* Challenge
Format the lines below as a numbered list, skipping any blank lines. Leave the pictures out of your answer.

Excerpts from point annotation data
★ ★ ★

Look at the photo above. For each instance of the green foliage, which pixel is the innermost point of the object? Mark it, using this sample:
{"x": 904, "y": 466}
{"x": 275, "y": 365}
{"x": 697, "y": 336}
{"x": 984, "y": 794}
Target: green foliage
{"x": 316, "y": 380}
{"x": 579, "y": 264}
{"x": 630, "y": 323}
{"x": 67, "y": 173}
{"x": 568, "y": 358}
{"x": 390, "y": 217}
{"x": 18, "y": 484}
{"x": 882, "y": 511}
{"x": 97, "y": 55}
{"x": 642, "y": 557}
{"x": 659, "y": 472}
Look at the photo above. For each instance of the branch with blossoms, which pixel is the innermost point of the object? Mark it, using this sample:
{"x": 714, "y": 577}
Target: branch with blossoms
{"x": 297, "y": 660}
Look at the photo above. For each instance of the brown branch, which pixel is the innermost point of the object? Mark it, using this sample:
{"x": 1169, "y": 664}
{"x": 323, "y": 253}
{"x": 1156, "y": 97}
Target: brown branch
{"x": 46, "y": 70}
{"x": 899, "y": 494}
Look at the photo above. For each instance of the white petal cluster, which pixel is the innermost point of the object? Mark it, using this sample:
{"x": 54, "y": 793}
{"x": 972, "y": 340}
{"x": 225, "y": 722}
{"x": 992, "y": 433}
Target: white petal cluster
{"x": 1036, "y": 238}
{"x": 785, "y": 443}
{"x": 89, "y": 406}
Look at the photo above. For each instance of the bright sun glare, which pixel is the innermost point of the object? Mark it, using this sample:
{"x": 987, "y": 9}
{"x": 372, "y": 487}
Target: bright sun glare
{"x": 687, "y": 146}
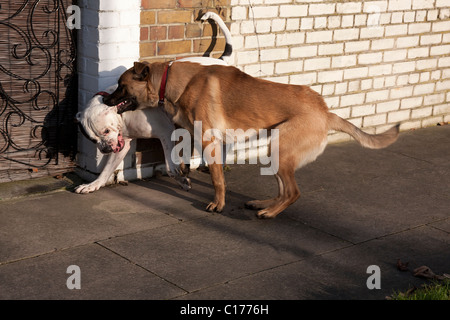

★ ★ ★

* Solution for this problem
1. Look at the photo above. For each instance of the green foliage, which pixel is the innermost point of the object? Mark it, using this sample:
2. {"x": 904, "y": 466}
3. {"x": 275, "y": 365}
4. {"x": 697, "y": 336}
5. {"x": 984, "y": 794}
6. Target: green foliage
7. {"x": 316, "y": 380}
8. {"x": 579, "y": 264}
9. {"x": 630, "y": 323}
10. {"x": 67, "y": 173}
11. {"x": 568, "y": 358}
12. {"x": 390, "y": 217}
13. {"x": 18, "y": 484}
14. {"x": 882, "y": 511}
15. {"x": 97, "y": 55}
16. {"x": 642, "y": 557}
17. {"x": 659, "y": 472}
18. Look at the photo above. For each instance of the branch with blossoms, which pixel is the innermost point of the object? Mark it, using this sample:
19. {"x": 714, "y": 577}
20. Target: branch with blossoms
21. {"x": 297, "y": 660}
22. Look at the photo above. For each instance of the brown branch, which pixel is the innermost point of the object? Mark it, using this sample:
23. {"x": 1169, "y": 664}
24. {"x": 323, "y": 253}
25. {"x": 1156, "y": 97}
26. Target: brown branch
27. {"x": 46, "y": 70}
28. {"x": 899, "y": 494}
29. Look at the photo above. For each instance of the white petal cluster, which pixel is the innermost point of the object? Mark it, using this sample:
30. {"x": 54, "y": 793}
31. {"x": 972, "y": 340}
32. {"x": 225, "y": 722}
33. {"x": 992, "y": 433}
34. Target: white petal cluster
35. {"x": 1036, "y": 238}
36. {"x": 785, "y": 443}
37. {"x": 89, "y": 406}
38. Look at the photo above. For each instance of the bright sun glare, which pixel is the innermost point of the object? Mark it, using this sample:
39. {"x": 987, "y": 9}
40. {"x": 372, "y": 487}
41. Target: bright sun glare
42. {"x": 687, "y": 146}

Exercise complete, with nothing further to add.